>> Begin Source extract

One benefit of a thread pool over creating a new thread for each task is that thread creation and destruction overhead is restricted to the initial creation of the pool, which may result in better performance and better system stability. Creating and destroying a thread and its associated resources can be an expensive process in terms of time. An excessive number of threads in reserve, however, wastes memory, and context-switching between the runnable threads invokes performance penalties. A socket connection to another network host, which might take many CPU cycles to drop and re-establish, can be maintained more efficiently by associating it with a thread that lives over the course of more than one network transaction.

Using a thread pool may be useful even putting aside thread startup time. There are implementations of thread pools that make it trivial to queue up work, control concurrency and sync threads at a higher level than can be done easily when manually managing threads.[4][5] In these cases the performance benefits of use may be secondary.

>> End Source extract

**Directions for this task:** Carry the passage on thread pools forward, picking up after its final sentence. The items after the passage play no part in the work.

>> Begin Data entries

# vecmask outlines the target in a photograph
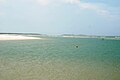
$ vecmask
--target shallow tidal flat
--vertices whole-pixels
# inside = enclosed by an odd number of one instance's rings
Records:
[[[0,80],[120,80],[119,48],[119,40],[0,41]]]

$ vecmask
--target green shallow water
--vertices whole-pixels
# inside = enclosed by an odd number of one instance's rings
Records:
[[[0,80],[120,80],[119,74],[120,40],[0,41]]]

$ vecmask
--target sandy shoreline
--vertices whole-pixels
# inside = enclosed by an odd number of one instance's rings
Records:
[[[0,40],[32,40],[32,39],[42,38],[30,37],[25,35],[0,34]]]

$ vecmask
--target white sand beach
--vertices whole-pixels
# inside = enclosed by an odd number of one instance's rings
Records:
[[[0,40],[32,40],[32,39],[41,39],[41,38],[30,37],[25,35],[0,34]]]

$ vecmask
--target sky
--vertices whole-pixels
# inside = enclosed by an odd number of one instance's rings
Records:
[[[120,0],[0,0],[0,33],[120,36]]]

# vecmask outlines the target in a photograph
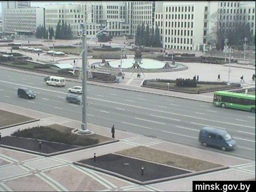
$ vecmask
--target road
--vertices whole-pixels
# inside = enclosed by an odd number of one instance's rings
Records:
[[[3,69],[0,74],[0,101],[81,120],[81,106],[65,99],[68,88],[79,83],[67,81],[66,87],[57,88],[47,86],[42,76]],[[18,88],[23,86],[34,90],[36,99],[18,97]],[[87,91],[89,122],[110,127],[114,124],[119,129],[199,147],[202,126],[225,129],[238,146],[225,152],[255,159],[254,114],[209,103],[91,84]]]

>> End Data entries

**Output of the exercise:**
Typically, a thread pool executes on a single computer. However, thread pools are conceptually related to server farms in which a master process, which might be a thread pool itself, distributes tasks to worker processes on different computers, in order to increase the overall throughput. Embarrassingly parallel problems are highly amenable to this approach.[citation needed]

The number of threads may be dynamically adjusted during the lifetime of an application based on the number of waiting tasks. For example, a web server can add threads if numerous web page requests come in and can remove threads when those requests taper down.[disputeddiscuss] The cost of having a larger thread pool is increased resource usage. The algorithm used to determine when to create or destroy threads affects the overall performance:

  • Creating too many threads wastes resources and costs time creating the unused threads.
  • Destroying too many threads requires more time later when creating them again.
  • Creating threads too slowly might result in poor client performance (long wait times).
  • Destroying threads too slowly may starve other processes of resources.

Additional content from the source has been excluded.